§ Data supplied:
────

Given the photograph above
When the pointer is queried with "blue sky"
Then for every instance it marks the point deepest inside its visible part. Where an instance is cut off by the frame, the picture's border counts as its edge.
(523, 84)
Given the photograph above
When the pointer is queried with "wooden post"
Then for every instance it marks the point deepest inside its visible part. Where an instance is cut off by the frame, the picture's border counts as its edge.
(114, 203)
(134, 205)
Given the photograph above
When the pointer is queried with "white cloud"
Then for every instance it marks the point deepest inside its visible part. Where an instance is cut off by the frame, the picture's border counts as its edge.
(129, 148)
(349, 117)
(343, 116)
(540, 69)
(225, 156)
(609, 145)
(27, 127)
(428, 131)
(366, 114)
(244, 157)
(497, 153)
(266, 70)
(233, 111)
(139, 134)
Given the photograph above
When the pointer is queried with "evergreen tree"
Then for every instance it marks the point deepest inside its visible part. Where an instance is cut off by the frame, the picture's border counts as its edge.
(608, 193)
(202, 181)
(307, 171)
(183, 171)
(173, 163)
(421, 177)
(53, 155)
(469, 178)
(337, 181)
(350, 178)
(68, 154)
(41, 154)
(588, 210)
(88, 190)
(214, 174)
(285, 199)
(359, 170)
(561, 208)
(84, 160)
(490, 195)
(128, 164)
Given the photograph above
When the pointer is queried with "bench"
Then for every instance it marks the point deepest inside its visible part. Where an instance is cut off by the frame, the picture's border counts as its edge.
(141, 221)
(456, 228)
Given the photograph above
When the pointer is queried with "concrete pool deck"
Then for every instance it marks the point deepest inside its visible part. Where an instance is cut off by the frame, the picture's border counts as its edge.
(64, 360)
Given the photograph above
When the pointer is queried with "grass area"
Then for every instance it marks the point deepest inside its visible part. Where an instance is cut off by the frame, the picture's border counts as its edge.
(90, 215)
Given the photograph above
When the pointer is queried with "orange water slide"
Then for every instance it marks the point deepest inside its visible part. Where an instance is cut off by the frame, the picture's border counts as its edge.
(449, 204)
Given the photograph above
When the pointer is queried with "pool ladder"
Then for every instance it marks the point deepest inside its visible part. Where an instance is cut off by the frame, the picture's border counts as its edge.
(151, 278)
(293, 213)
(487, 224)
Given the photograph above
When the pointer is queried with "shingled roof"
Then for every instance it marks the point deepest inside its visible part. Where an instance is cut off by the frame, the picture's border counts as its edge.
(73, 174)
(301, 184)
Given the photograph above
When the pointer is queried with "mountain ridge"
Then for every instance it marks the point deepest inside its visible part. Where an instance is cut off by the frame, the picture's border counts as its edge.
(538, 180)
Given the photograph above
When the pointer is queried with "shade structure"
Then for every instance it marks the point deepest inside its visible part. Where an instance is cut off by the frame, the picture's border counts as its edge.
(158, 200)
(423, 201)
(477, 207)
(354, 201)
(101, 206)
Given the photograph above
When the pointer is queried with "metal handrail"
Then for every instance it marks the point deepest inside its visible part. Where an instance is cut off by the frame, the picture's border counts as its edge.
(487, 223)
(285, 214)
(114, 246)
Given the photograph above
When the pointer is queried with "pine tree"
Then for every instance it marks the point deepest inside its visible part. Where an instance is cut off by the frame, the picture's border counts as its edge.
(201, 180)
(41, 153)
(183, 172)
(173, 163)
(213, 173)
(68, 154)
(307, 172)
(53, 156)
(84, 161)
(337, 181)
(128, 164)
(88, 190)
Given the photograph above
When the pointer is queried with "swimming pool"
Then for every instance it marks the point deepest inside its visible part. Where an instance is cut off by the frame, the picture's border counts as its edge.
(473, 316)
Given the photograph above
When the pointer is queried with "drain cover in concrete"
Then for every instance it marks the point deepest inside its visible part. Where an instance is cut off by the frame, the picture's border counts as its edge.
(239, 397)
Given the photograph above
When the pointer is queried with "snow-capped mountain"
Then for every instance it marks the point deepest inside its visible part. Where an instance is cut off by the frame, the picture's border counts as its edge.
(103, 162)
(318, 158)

────

§ Aim of the exercise: Each line of the data is to be written out again exactly.

§ Answer area:
Given the photograph above
When the pointer is queried with "blue sky"
Then for every instance it marks the point deepest inside its visible part. Where an instance is cut off by the frame, the picture's border counts as its edge.
(523, 84)
Given the photograph above
When the pointer is queried with "wooden post"
Then for every instance it marks the point deepest inside its visible part. Where an instance is cut off by the frame, the picture's border counts as its edge.
(114, 203)
(134, 205)
Given the photograph above
When the pointer is queried with "white cloud"
Then for every instance it marks the point deepest inside its visible part. Where an instance is cut off by the frame, the picture's border counts as its edge.
(129, 148)
(349, 117)
(343, 116)
(540, 69)
(225, 156)
(609, 145)
(27, 127)
(428, 131)
(366, 114)
(244, 157)
(497, 153)
(266, 70)
(233, 111)
(139, 134)
Given the photograph above
When the pointer is queried with "evergreen tree"
Then for every instance it marks the point deepest inside its visible part. Where an instance is cut off by the frame, the picture's border counts as its edge.
(608, 193)
(202, 181)
(307, 171)
(183, 171)
(173, 163)
(421, 177)
(53, 155)
(469, 178)
(337, 181)
(350, 178)
(68, 154)
(41, 154)
(588, 210)
(88, 190)
(214, 174)
(285, 199)
(359, 170)
(561, 208)
(84, 160)
(490, 195)
(128, 164)
Given the photograph above
When the pointer is queried with "bench"
Then for every instance it marks the point deepest inside its visible part. Where an instance is cut off by the frame, the picture's border counts as its edge.
(141, 221)
(456, 228)
Given the photograph above
When the pointer is queried with "concrete pool deck"
Then for every instance it marks the point deepest inside its visible part. Where an instance is cut off by the frame, the picture's border counts as its edge.
(64, 360)
Given the photograph above
When the pointer is queried with "grass area"
Then for every instance it marks the point deepest inside its visible part. Where an instance is cut off by the frame, the picture's border counts as its edge.
(90, 215)
Given the photograph above
When the pointer is queried with "orange water slide"
Then for every instance it marks the point deepest inside its visible part. Where an instance is cut off by the frame, the picture's border counts as its edge.
(449, 204)
Given the photograph above
When the pointer is queried with "pool ladder"
Then for every instance it marks the point deepest inside its visible part. Where an instance is cut off by the frame, the picture's border counts as its edge.
(151, 278)
(293, 213)
(487, 224)
Given the photograph above
When the pointer is queried with "shingled roof"
Then for every instance it marks the point deepest inside its visible part. Where an instance is cut off by the frame, the picture's border counts as its edge.
(73, 174)
(301, 184)
Given the photograph above
When the pointer is queried with "mountain ridge"
Then for every instance it marks the point deepest inside its visible part. Where an instance is cut off by the frame, the picture's border counts as its edge.
(538, 180)
Given the photograph above
When the pointer is queried with "shade structure"
Then for every instance it marks the point deepest inside its visible part. Where an instance is cut off by the frame, the picture's border counts as its edge.
(158, 200)
(423, 201)
(477, 207)
(354, 201)
(101, 206)
Given the photograph above
When the pointer is queried with "metal handrail"
Then for every instance it marks the point deepest inside its visible part. Where an instance is cut off by the frame, the picture's border counts as its edge.
(487, 223)
(285, 214)
(114, 246)
Given the photograph above
When the pointer is queried with "pine tree"
Then for every instance it marks the point deepest inside its visible part. Where an instance is cut off by the frame, the picture's border counts as its edge.
(201, 180)
(41, 153)
(183, 172)
(173, 163)
(213, 173)
(68, 154)
(307, 172)
(53, 156)
(84, 161)
(337, 181)
(128, 164)
(88, 190)
Given the photograph above
When the pointer is queried with "swimming pool"
Then for every instance it marks the point deepest inside its visible part. Where an instance is cut off by the frame, the picture's border counts as its edge.
(473, 316)
Given the photograph above
When the pointer is queried with "drain cover in concrete"
Then for every instance it marks the point deepest inside its visible part. Where an instance is cut off by the frame, the picture's border counts as its edge.
(239, 397)
Given the photograph above
When the pointer is queried with "snow-capped mountain"
Then for every instance it marks the point deepest inside its visible part. Where an instance is cut off by the frame, the picture's border counts as its edge.
(103, 162)
(318, 158)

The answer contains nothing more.